### [PASSAGE PROVIDED]
Al-Ḥuṣayn ibn Numayr al-Sakūnī (died 5/6 August 686) was a leading general of the early Umayyad Caliphate, from the Sakun subtribe of the Kinda.

Biography 
A man of his name is recorded as being responsible for the pacification of Hadramawt in 632, during the Ridda Wars, but most scholars reject an identity with the Umayyad general. Husayn is first securely attested at the Battle of Siffin in 657, where he fought for the Umayyads. He is also mentioned as the leader of summer raids into Byzantine Asia Minor in 678 and 681/682. 

Under Yazid I ( 680–683) he became governor of the Jund Hims (military district of Homs), and in this capacity served in the expedition sent against the rebellion in Medina and Mecca in 683, under the command of Muslim ibn Uqba. After Muslim's death, he succeeded him in command of the campaign and laid siege to Ibn al-Zubayr in Mecca for two months. It was during this siege that the Kaaba burned down. Husayn maintained the siege for two months, until news reached him of Yazid's death. He then offered to recognize Ibn al-Zubayr as Caliph, provided that he would come to Syria, but when the latter refused, Husayn turned his army back.

### [PROBLEM DESCRIPTION]
Output the part of the passage on Husayn ibn Numayr from "Al-Ḥuṣayn ibn Numayr" to "678 and 681/682.", reproducing it word for word.

(Lines of data)
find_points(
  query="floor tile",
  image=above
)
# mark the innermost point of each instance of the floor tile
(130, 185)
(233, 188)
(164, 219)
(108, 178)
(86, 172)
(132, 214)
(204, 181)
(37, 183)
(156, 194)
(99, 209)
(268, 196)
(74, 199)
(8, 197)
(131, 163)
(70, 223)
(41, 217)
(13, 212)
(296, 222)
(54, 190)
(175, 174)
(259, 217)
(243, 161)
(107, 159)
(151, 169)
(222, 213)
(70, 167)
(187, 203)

### [EXPECTED ANSWER]
Al-Ḥuṣayn ibn Numayr al-Sakūnī (died 5/6 August 686) was a leading general of the early Umayyad Caliphate, from the Sakun subtribe of the Kinda.

Biography 
A man of his name is recorded as being responsible for the pacification of Hadramawt in 632, during the Ridda Wars, but most scholars reject an identity with the Umayyad general. Husayn is first securely attested at the Battle of Siffin in 657, where he fought for the Umayyads. He is also mentioned as the leader of summer raids into Byzantine Asia Minor in 678 and 681/682.